* _Exercise requirements_:
a: Reproduce the passage on postpartum diabetes testing between "They came to" and "in maternal mortality.", inclusive, swapping "maternal mortality" for "maternal morbidity".
b: Translate this sentence from the passage on postpartum diabetes testing into Spanish: "The O’Sullivan criteria were established, essentially, based on their association with the development of diabetes after pregnancy."

Dr. Robert E. Ratner

Dr. Robert E. Ratner

They came to their conclusions after tracking the later development of diabetes outside of pregnancy. More than 20 years later, 70% of women with the higher OGTT values had developed type 2 diabetes, compared with approximately 10% of women who did not have higher values during pregnancy. The O’Sullivan criteria were established, essentially, based on their association with the development of diabetes after pregnancy. In addition to being a significant predictor of subsequent diabetes, a history of GDM also conferred a three- to fourfold increase in maternal mortality.

Fifty-some years later, these findings have been affirmed through additional research and are the crux of what drives the current recommendations for postpartum follow-up of women with a history of GDM.

Long-term maternal risks

Postpartum, the current recommendation from both the American Diabetes Association and the American College of Obstetricians and Gynecologists is that women with GDM be tested at 6-12 weeks after delivery to ensure that the diabetes has resolved.

This recommendation for initial postpartum testing carries with it a stipulation that’s different from subsequent postpartum testing. It says that postpartum testing at 6-12 weeks should be performed with either a fasting glucose test or a 2-hour OGTT. Since hemoglobin A1c may still be impacted by the rapid red blood cell turnover in pregnancy or blood loss at delivery, A1c testing lacks sensitivity for identifying diabetes during this window of time.

* _Supplied material_:
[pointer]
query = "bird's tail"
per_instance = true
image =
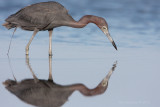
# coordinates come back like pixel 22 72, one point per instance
pixel 9 25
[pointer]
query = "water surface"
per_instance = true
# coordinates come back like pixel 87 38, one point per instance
pixel 86 56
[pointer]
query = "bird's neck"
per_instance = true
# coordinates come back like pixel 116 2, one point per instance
pixel 84 21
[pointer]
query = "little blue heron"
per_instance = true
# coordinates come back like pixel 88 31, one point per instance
pixel 48 15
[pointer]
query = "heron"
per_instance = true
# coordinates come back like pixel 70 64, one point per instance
pixel 49 15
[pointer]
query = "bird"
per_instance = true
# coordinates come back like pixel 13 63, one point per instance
pixel 49 15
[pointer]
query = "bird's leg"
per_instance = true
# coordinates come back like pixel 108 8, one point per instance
pixel 27 47
pixel 50 42
pixel 30 68
pixel 50 69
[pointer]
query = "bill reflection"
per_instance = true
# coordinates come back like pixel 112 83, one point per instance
pixel 47 93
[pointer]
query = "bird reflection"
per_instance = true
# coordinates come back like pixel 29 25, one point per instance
pixel 46 93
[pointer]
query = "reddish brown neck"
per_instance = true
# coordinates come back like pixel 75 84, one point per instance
pixel 84 21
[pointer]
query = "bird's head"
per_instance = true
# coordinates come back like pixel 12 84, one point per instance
pixel 104 27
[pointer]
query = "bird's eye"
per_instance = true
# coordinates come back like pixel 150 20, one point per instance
pixel 104 27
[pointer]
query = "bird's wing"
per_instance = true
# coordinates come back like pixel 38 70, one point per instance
pixel 36 15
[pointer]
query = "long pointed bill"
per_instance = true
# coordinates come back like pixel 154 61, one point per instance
pixel 105 31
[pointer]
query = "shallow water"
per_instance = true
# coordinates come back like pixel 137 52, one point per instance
pixel 86 56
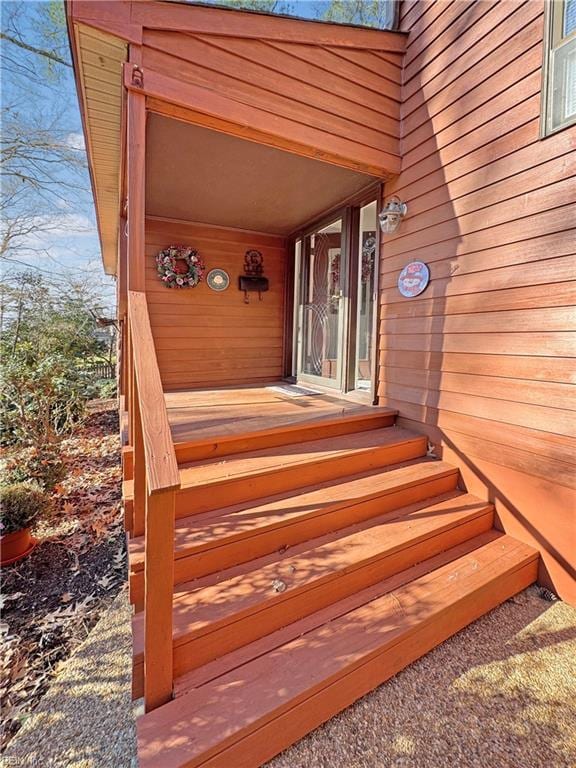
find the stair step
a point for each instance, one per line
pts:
(220, 539)
(218, 618)
(282, 434)
(209, 485)
(247, 714)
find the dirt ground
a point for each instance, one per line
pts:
(499, 694)
(53, 598)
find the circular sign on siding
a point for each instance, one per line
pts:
(218, 279)
(413, 279)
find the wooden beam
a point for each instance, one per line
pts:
(202, 106)
(136, 170)
(161, 467)
(235, 23)
(112, 16)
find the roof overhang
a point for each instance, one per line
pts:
(98, 59)
(100, 35)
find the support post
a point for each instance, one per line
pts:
(139, 468)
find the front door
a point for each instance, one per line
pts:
(335, 309)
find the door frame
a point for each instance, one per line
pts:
(348, 211)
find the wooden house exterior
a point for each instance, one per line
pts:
(326, 479)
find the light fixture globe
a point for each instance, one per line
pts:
(391, 215)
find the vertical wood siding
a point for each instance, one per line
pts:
(205, 338)
(483, 360)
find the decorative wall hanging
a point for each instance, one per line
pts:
(413, 279)
(180, 266)
(218, 279)
(368, 256)
(253, 280)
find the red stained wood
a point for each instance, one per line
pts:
(321, 575)
(482, 360)
(237, 24)
(337, 670)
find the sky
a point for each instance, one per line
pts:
(41, 95)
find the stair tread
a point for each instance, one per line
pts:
(260, 426)
(212, 529)
(219, 714)
(237, 466)
(198, 612)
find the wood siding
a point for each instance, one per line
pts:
(483, 360)
(205, 338)
(334, 103)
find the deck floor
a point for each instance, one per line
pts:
(201, 414)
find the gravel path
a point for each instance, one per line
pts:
(85, 720)
(500, 694)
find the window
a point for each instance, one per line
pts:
(559, 82)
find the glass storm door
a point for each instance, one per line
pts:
(336, 302)
(321, 326)
(365, 299)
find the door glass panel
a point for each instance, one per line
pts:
(366, 297)
(321, 305)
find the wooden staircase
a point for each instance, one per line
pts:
(310, 565)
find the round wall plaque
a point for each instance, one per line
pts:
(413, 279)
(218, 279)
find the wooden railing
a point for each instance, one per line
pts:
(156, 480)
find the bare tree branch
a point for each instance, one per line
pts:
(33, 49)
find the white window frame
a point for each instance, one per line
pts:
(554, 41)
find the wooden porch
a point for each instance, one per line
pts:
(287, 555)
(288, 551)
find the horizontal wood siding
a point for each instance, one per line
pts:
(205, 338)
(337, 103)
(483, 360)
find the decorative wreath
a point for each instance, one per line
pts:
(180, 266)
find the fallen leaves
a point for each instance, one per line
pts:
(51, 600)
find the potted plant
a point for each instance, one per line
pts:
(21, 504)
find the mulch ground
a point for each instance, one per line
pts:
(52, 599)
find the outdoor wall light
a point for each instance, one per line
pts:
(391, 215)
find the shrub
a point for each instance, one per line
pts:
(43, 466)
(41, 399)
(21, 505)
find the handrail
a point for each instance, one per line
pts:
(160, 457)
(156, 480)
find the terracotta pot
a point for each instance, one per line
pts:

* _Solutions in order_:
a:
They came to their conclusions after tracking the later development of diabetes outside of pregnancy. More than 20 years later, 70% of women with the higher OGTT values had developed type 2 diabetes, compared with approximately 10% of women who did not have higher values during pregnancy. The O’Sullivan criteria were established, essentially, based on their association with the development of diabetes after pregnancy. In addition to being a significant predictor of subsequent diabetes, a history of GDM also conferred a three- to fourfold increase in maternal morbidity.

b: Los criterios de O’Sullivan se establecieron, esencialmente, en función de su asociación con el desarrollo de diabetes después del embarazo.